## EXERCISE DESCRIPTION
Count how many lines of the material below contain the string "christmas", treating uppercase and lowercase as different, and reply with that number alone.

***** DATASET EXTRACT *****

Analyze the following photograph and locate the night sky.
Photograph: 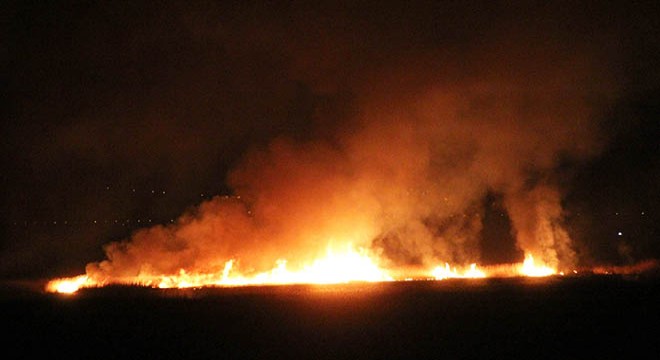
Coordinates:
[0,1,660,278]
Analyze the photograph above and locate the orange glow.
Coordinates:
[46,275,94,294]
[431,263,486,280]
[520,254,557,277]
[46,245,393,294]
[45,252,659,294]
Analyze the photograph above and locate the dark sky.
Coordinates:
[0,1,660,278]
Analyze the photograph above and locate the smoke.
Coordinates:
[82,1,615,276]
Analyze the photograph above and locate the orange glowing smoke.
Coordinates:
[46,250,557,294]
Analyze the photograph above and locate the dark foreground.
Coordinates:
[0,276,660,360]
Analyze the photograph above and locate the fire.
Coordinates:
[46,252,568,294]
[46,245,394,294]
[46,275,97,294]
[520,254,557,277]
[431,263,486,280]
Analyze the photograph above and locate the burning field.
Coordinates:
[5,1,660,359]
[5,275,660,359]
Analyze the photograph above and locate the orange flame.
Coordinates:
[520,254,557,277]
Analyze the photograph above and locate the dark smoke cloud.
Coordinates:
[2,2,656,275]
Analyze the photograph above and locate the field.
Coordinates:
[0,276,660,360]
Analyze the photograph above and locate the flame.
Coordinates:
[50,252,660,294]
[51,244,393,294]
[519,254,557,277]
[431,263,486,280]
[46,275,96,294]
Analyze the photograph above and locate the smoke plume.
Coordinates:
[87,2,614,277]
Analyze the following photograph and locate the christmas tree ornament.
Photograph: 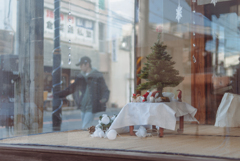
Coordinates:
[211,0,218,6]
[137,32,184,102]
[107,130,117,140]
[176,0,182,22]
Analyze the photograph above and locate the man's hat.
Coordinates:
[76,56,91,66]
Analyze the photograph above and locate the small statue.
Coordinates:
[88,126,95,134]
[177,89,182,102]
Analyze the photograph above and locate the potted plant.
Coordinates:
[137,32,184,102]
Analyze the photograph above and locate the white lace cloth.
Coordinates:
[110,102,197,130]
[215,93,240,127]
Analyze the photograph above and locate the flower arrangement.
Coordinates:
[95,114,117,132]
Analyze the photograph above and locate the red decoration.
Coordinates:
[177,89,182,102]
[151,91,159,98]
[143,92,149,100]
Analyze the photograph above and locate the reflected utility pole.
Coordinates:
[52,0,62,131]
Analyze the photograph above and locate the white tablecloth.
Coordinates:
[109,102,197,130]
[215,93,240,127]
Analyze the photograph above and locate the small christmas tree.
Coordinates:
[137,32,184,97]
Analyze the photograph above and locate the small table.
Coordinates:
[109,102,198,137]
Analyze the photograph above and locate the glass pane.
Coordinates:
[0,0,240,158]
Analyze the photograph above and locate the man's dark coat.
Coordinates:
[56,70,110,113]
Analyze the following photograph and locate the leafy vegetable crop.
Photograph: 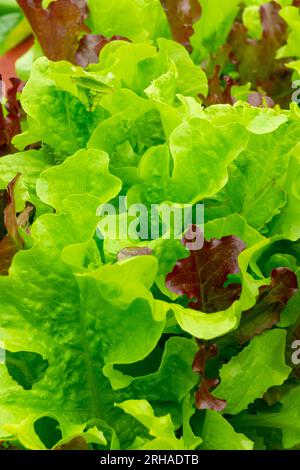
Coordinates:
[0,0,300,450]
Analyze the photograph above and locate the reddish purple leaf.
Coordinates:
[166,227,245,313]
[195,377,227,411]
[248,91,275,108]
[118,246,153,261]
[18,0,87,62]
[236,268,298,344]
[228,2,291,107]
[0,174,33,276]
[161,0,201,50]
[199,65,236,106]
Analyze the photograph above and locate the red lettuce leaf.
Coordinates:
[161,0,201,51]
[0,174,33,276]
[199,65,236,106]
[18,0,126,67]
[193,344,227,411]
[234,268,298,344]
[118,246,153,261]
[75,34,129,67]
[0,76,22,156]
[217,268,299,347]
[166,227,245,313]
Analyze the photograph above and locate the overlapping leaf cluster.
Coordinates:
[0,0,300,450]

*****
***** DATASET EXTRACT *****

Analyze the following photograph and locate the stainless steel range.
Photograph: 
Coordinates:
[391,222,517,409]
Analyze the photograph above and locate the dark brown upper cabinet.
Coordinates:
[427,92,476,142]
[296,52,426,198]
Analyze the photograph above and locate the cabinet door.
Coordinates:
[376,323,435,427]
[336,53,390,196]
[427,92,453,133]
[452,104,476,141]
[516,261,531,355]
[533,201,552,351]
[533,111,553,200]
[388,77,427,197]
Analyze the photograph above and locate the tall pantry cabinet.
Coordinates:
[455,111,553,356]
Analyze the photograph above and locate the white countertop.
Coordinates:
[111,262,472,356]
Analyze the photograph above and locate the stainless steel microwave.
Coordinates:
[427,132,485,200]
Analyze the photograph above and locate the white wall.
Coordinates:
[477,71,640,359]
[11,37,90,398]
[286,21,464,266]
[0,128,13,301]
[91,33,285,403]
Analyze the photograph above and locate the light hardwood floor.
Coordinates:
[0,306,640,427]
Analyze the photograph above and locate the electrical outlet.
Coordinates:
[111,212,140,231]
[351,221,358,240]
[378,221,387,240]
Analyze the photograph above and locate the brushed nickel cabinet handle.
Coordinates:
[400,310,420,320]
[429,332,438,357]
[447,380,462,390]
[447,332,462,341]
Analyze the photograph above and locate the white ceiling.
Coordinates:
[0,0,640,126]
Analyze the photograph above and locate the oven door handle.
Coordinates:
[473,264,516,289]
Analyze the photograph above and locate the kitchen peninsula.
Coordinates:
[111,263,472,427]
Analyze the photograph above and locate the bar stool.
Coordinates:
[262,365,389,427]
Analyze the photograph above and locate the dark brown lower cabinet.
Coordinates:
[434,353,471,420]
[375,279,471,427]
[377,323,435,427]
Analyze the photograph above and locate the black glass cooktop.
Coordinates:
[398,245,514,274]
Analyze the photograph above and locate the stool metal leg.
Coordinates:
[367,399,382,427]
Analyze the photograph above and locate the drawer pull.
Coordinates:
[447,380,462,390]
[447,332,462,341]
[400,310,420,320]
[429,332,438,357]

*****
***** DATASET EXTRACT *****

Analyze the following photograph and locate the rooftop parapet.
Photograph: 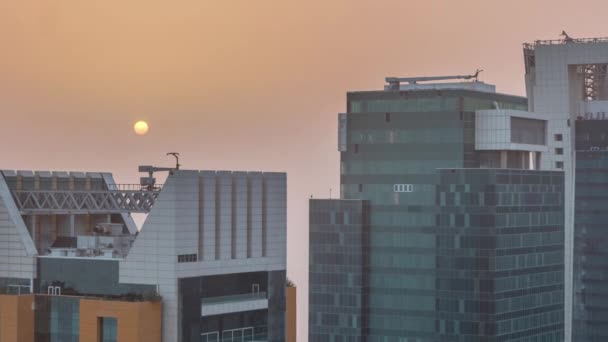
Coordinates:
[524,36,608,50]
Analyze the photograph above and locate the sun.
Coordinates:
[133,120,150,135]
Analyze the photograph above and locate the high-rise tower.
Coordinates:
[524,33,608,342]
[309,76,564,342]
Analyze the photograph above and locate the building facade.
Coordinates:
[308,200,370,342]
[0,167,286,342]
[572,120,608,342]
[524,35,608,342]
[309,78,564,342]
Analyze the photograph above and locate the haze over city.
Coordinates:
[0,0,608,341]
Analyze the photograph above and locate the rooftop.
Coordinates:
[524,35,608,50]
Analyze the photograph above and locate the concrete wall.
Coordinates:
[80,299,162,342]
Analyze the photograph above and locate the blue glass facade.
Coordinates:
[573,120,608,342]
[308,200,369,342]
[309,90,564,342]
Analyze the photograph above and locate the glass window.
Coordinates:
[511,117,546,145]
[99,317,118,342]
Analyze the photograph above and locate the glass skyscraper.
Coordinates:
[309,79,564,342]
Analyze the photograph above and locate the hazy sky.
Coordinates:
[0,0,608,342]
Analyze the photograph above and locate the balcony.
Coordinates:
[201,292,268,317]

*****

## THE ANSWER
2